• [EXERCISE BRIEF]: Copy out all of the records below with every "rickshaw" swapped for "tuk-tuk" and nothing else changed. Leave out the pictures.

• [MATERIAL SUPPLIED]:

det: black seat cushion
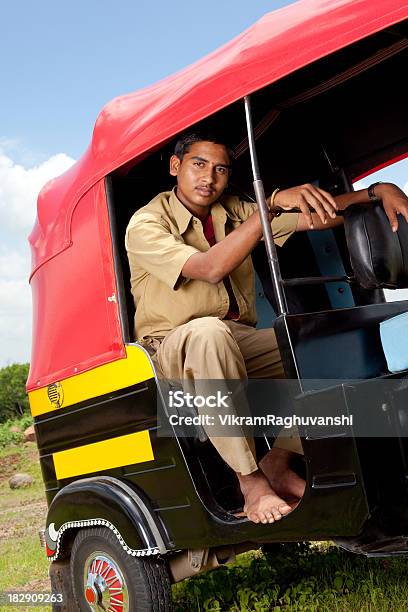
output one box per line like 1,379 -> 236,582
344,202 -> 408,289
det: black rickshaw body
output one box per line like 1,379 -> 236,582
28,0 -> 408,609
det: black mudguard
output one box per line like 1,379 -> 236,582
45,476 -> 168,561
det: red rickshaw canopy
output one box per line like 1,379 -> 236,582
29,0 -> 408,273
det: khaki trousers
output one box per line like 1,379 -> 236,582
148,317 -> 303,475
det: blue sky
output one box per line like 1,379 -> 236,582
0,0 -> 408,367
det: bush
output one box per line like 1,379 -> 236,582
0,414 -> 33,448
0,363 -> 29,423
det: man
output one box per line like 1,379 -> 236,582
126,132 -> 408,523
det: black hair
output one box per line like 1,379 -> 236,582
174,130 -> 234,161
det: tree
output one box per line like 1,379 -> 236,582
0,363 -> 30,423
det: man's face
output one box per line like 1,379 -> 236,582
170,141 -> 230,216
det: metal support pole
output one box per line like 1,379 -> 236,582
244,96 -> 288,315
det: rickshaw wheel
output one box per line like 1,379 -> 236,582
71,527 -> 171,612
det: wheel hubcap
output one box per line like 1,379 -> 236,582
84,552 -> 129,612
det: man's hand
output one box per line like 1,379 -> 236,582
374,183 -> 408,232
272,183 -> 338,229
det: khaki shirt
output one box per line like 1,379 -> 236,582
126,189 -> 298,341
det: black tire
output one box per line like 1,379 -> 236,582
71,527 -> 172,612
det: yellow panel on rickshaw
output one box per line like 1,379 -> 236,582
29,345 -> 154,417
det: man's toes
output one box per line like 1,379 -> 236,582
265,510 -> 275,523
278,502 -> 292,515
258,512 -> 268,524
272,506 -> 282,521
247,512 -> 259,523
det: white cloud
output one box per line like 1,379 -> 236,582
0,249 -> 31,367
0,145 -> 75,367
0,148 -> 75,232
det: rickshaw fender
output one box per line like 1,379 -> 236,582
45,476 -> 167,561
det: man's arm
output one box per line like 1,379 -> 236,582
296,183 -> 408,232
181,211 -> 272,284
181,185 -> 336,284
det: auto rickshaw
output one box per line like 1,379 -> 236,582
27,0 -> 408,611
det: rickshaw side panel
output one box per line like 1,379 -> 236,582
27,181 -> 125,390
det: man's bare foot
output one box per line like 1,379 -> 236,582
237,470 -> 292,523
259,448 -> 306,501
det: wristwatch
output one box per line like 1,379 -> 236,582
367,181 -> 382,202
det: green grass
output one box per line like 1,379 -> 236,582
173,543 -> 408,612
0,418 -> 408,612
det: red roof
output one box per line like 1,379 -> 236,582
30,0 -> 408,272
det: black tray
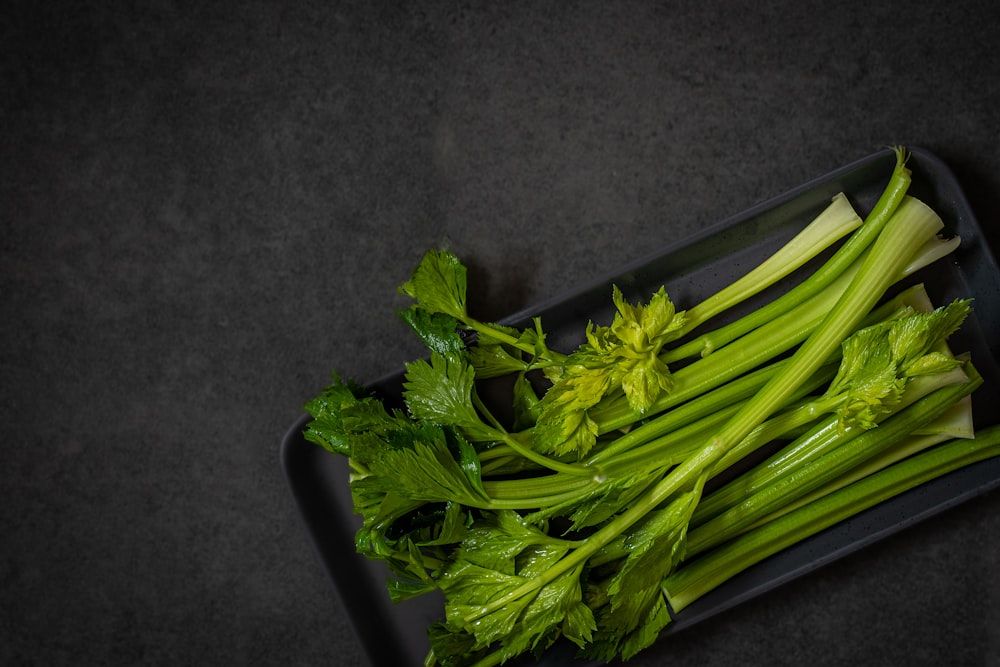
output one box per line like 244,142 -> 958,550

• [RESULT]:
det: black seat cushion
output one box per line like 1,379 -> 236,582
344,202 -> 408,289
det: black tuk-tuk body
output one box per line like 1,379 -> 236,582
28,0 -> 408,609
det: black mudguard
output one box per line like 1,379 -> 236,582
45,476 -> 168,561
det: red tuk-tuk canopy
output one box per line like 1,379 -> 236,582
29,0 -> 408,273
det: khaki trousers
output one box per line like 1,379 -> 236,582
148,317 -> 303,475
det: blue sky
output one box per line like 1,379 -> 236,582
0,0 -> 408,367
det: bush
output one box per line like 1,379 -> 236,582
0,414 -> 33,448
0,363 -> 29,423
det: man
output one box per line like 1,379 -> 236,582
126,132 -> 408,523
det: black hair
output one box per line like 1,379 -> 236,582
174,130 -> 234,161
det: tree
output one box per line like 1,379 -> 236,582
0,363 -> 30,423
det: man's face
output one box per line like 1,379 -> 236,582
170,141 -> 230,216
det: metal support pole
output one box per line like 1,379 -> 236,582
244,96 -> 288,315
det: tuk-tuk wheel
output one box per line like 1,379 -> 236,582
71,527 -> 171,612
det: wheel hubcap
output one box per line like 1,379 -> 236,582
84,552 -> 129,612
det: man's hand
output one box per line like 1,379 -> 236,582
374,183 -> 408,232
272,183 -> 338,229
det: khaki shirt
output one box per line like 1,379 -> 236,582
126,189 -> 298,341
det: black tire
output one box per line like 1,379 -> 236,582
71,527 -> 172,612
det: yellow panel on tuk-tuk
output one box per line like 1,379 -> 236,582
29,345 -> 154,417
det: man's toes
output one box per line like 1,379 -> 236,582
265,510 -> 275,523
278,502 -> 292,515
258,512 -> 268,524
272,506 -> 282,521
247,512 -> 259,523
det: white cloud
output one box per line like 1,379 -> 236,582
0,249 -> 31,367
0,145 -> 75,367
0,148 -> 75,232
det: tuk-tuk fender
output one box per line like 1,379 -> 236,582
45,476 -> 167,561
det: man's arm
output one box per line like 1,379 -> 236,582
296,183 -> 408,232
181,211 -> 272,284
181,185 -> 336,284
det: auto tuk-tuk
output one box per line like 1,379 -> 236,582
27,0 -> 408,611
det: tuk-tuk side panel
output one box per line like 1,379 -> 236,582
27,181 -> 125,390
det: man's bare foot
output one box per line like 1,379 -> 236,582
237,470 -> 292,523
259,448 -> 306,501
det: wristwatch
output one box per line like 1,379 -> 236,582
367,181 -> 382,202
det: green grass
output one box per line like 1,379 -> 236,582
173,543 -> 408,612
0,418 -> 408,612
det: red roof
output one box per line like 1,379 -> 236,582
30,0 -> 408,272
det: black tray
output one box per line like 244,142 -> 958,550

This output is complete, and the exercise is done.